─── TEXT PROVIDED ───
I do like Eno’s work as he is truly a remarkable thinker and his use of language is stunning; and Middletown is no exception. There were points in the play where I felt that longing and epic reach of Our Town–that sense of individual isolation, even in the midst of others–that makes Our Town so powerful. But, as Mike Geither and Chris Johnston noted, whom I went out with after the show, there is a deep earnest sincerity in Wilder and a genuine love of people and their weaknesses that comes through in Our Town that does not come through in Middletown. The only question is, what is Eno’s intent? Maybe he doesn’t want you to connect at all. Maybe he wants the audience, which the play engages frequently, to be removed–a la Brecht–to not identify with or emotionally connect with the characters. The only question that remains then, is “to what end”? Eno could be saying something about the disconnected nature of our modern society, compared with Wilder’s society. Given his outstanding thrashing and skewering of the local news media in Tragedy: a tragedy, that just might be the case.

The set for this play at Dobama was fantastic, so hats off to Laura Carlson. And the cast was fantastic for this production as well, including Robert Hawkes, Tom Woodward, Emily Demko, Mark Mayo (who was performing after surgery, no less), Maryann Elder and my former MNO classmate, Dianne Boduszek.

Telling Lives

February 29th, 2012 No comments

Telling Lives at Dobama

Went and saw Telling Lives at Dobama a few weeks back; Super Bowl Sunday, to be precise. Written by Faye Sholiton several years back and then dusted off, revised, updated, re-written, pick you choice phrase, and presented in the Playwrights’ Gym. Telling Lives is a strong piece of writing and a fine piece of theater.

Telling Lives adeptly and gracefully tells the story of three generations of women in the Garver/Klein family. Appropriately, what is most telling about the relationship between each woman is what isn’t said at all. It is clear from the start that years of tension and unsaid things have left each woman defensive, guarded, and isolated, and we, as an audience, will bear witness to either the terrible destruction of these women or the reversal of their fortunes.

The matriarch of the family is Ruth Garver (Rhonda Rosen), an older woman who is teetering on the edge of both decline and intervention. Living alone, she is forgetful and moving ever closer to the point at which she cannot take care of herself. It is, presumably at the start, this aspect of her life that leads her to write an autobiography, which becomes a lightning rod. Ruth’s daughter, Geri Klein (Maryann Elder) is an editor at a newspaper and the ex-wife of a now highly successful fiction writer. These two facts alone allow for the edge of cynicism we see in her, but she has also been scarred and hardened by other relationships in her life: notably with her daughter, her mother, her father, and her dead sister. Geri’s daughter, Rachel, (Emily Pucell) is a rebellious thirty-something playwright who has taking to airing the family misfortunes through her stage plays. Finally, we learn that it is Rachel, who’s desire to air more dirty laundry on stage, prodded the matriarch, Ruth, to write her autobiography. The main intent, it seems, is to discover what happened to her dead aunt and the reason for it. Again, Sholiton adeptly brings the play to a dramatic head by having the autobiography be more problematic for what has been left out, rather than what has been put in it. Coupled with this, is the natural instinct that Geri has, being an editor, to correct, cut, revise, and goad her mother into revisions–which Ruth does not want to make.

Ultimately, the mystery that surrounds the autobiography and the secret related to the dead aunt/sister/daughter is a MacGuffin to expose and examine what is most important in this play: the way in which family members relate to one another: how they hurt each other, recover, and how they love each other.

Sholiton has written a wonderful play with strong characters who are witty, vibrant, and delightful to watch.
─── EXCERPTED RECORDS ───
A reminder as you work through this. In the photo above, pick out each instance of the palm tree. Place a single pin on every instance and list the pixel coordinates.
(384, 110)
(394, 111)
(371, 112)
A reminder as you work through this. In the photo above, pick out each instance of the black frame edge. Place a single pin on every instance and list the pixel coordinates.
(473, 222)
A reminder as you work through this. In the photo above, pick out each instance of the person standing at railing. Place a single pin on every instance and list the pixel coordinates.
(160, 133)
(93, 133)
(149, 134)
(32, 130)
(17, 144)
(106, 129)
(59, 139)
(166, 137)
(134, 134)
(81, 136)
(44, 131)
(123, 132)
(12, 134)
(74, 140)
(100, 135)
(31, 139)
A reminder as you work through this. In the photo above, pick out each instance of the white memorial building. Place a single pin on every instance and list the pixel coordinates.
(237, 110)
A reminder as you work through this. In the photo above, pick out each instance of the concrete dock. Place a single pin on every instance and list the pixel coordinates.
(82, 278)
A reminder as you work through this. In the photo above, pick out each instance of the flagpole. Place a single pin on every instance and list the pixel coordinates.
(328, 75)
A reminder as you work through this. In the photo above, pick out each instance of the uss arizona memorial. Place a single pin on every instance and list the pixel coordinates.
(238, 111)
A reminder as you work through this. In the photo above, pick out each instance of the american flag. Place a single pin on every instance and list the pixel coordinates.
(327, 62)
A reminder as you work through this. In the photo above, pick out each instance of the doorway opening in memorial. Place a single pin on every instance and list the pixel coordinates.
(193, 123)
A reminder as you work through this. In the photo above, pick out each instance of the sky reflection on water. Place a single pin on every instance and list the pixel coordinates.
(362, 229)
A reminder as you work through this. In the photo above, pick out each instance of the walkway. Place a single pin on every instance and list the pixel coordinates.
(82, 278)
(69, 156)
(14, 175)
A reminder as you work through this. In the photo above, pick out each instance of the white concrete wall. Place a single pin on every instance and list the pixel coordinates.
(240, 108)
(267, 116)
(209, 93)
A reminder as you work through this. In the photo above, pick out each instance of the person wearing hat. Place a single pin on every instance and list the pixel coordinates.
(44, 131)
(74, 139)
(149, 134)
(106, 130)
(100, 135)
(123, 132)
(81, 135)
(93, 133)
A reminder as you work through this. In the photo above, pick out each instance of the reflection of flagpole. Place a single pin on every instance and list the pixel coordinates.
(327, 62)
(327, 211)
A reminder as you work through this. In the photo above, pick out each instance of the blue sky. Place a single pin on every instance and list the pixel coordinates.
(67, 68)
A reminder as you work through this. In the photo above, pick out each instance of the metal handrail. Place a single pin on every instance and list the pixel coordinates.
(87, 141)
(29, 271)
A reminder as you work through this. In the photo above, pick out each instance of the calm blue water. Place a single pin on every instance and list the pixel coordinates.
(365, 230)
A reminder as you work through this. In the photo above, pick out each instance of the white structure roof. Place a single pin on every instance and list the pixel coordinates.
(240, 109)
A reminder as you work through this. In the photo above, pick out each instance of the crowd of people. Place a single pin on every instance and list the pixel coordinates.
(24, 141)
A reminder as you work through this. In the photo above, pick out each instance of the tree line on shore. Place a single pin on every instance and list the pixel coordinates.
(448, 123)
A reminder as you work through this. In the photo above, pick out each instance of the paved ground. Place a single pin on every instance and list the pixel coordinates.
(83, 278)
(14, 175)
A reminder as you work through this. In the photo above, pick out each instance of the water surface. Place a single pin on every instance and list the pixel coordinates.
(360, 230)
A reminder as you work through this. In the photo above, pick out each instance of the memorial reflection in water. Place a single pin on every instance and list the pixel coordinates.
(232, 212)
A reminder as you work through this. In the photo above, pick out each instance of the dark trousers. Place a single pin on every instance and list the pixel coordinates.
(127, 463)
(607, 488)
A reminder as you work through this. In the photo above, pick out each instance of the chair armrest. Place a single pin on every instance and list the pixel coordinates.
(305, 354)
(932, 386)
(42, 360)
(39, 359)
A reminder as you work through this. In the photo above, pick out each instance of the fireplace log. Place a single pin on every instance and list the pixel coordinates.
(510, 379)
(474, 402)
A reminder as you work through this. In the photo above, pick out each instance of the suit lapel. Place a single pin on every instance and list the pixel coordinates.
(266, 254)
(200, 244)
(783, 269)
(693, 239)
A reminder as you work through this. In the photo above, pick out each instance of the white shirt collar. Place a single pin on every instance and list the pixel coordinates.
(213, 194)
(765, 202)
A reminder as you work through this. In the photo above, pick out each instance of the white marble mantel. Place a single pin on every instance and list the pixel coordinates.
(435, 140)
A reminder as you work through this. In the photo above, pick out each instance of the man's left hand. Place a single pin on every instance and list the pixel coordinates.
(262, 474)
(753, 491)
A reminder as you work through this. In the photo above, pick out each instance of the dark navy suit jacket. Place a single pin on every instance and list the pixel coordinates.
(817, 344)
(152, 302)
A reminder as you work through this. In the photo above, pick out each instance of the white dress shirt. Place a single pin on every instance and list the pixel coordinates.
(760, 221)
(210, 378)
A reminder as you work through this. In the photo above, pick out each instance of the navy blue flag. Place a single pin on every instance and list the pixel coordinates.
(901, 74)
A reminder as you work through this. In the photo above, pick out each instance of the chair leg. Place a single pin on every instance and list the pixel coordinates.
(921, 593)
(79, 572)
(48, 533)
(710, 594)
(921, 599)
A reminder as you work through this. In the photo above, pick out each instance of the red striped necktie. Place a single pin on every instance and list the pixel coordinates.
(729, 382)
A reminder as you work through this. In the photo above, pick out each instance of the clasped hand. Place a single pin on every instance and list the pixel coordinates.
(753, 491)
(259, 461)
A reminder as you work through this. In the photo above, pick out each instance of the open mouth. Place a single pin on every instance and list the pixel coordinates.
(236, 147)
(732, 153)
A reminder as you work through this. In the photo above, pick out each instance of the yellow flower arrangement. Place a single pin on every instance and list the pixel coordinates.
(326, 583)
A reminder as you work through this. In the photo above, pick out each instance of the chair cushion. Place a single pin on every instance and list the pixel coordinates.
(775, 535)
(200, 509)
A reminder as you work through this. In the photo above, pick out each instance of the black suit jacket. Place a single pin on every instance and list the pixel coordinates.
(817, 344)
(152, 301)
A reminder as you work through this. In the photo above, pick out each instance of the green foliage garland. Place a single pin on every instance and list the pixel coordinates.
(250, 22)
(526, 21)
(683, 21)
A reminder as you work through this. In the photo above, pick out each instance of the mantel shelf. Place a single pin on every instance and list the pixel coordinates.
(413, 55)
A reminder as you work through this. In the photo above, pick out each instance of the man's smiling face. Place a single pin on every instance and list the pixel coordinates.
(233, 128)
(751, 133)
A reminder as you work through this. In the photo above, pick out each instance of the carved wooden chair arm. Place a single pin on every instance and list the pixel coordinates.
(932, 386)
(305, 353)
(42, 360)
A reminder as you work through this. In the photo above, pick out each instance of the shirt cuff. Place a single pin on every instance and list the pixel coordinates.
───
> _QUESTIONS ON THE MATERIAL_
[a] In the theater reviews, who plays Geri Klein in Telling Lives?
[b] Quote the theater reviews word for word, beginning at the words "Ultimately, the mystery" and stopping after the words "love each other.".

> _RESPONSES TO THE TASKS_
[a] Maryann Elder

[b]
Ultimately, the mystery that surrounds the autobiography and the secret related to the dead aunt/sister/daughter is a MacGuffin to expose and examine what is most important in this play: the way in which family members relate to one another: how they hurt each other, recover, and how they love each other.